Kasia received a BA in Political Science and a BA in International Relations from the University of Southern California in 2004. She earned an MA in International Affairs from Columbia University’s School of International and Public Affairs in 2007 where she concentrated in International Security Policy. While at Columbia, she was a research assistant at the Comparative Defense Studies Program at the Saltzman Institute on War and Peace Studies, a program assistant with the International Economics Program at SIPA and a research assistant with the Center for Terrorism and Intelligence. She is a recipient of the Judy Boggs Memorial Scholarship, the DACOR Bacon House Foundation Fellowship and the Columbia University Fellowship in International Economics. Kasia was born in Szczecin, Poland, and moved with her family to Los Angeles at age four.

#####

■ **Written request**: Condense the paragraph starting "Kasia received a BA" from the biographical excerpt above into a bulleted list that keeps its main facts.

■ **Data**:
#####

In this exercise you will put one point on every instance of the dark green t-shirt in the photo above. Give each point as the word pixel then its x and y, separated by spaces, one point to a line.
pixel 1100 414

#####

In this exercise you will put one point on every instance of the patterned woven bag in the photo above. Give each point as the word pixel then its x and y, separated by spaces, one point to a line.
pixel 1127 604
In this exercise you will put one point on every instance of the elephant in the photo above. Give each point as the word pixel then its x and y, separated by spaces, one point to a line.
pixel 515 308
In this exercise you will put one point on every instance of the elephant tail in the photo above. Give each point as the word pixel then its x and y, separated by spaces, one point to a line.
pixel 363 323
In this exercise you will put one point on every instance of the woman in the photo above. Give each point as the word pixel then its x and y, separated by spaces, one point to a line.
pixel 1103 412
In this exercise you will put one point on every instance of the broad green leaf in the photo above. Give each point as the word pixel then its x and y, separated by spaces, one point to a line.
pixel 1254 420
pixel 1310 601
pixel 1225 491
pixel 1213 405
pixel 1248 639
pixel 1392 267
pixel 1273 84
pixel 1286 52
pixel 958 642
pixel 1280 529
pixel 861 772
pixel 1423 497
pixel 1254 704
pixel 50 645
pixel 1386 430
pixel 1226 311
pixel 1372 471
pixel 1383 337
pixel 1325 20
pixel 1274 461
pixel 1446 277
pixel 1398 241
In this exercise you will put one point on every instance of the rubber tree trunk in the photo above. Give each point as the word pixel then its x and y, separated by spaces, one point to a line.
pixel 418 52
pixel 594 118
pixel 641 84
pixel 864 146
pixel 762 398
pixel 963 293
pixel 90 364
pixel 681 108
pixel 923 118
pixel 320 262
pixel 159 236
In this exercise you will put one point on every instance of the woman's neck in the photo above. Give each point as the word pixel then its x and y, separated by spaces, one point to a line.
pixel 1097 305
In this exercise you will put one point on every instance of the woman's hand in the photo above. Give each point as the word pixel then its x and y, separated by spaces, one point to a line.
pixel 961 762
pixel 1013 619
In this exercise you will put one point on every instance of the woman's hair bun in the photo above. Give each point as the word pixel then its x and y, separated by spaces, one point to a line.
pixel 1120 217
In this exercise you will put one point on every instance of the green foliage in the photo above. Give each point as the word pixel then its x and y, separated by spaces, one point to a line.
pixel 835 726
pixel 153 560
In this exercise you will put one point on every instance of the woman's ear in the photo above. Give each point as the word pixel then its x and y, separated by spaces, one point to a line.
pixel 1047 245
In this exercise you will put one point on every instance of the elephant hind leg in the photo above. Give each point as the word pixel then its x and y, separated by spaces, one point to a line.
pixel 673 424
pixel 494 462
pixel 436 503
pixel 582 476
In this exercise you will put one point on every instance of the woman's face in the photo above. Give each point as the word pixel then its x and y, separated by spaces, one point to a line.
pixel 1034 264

#####

■ **Solution for this task**:
- Born in Szczecin, Poland; moved with her family to Los Angeles at age four
- University of Southern California, 2004: BA in Political Science and BA in International Relations
- Columbia University's School of International and Public Affairs, 2007: MA in International Affairs, concentrating in International Security Policy
- Roles at Columbia: research assistant at the Comparative Defense Studies Program (Saltzman Institute on War and Peace Studies), program assistant with the International Economics Program at SIPA, and research assistant with the Center for Terrorism and Intelligence
- Awards: Judy Boggs Memorial Scholarship, DACOR Bacon House Foundation Fellowship, and Columbia University Fellowship in International Economics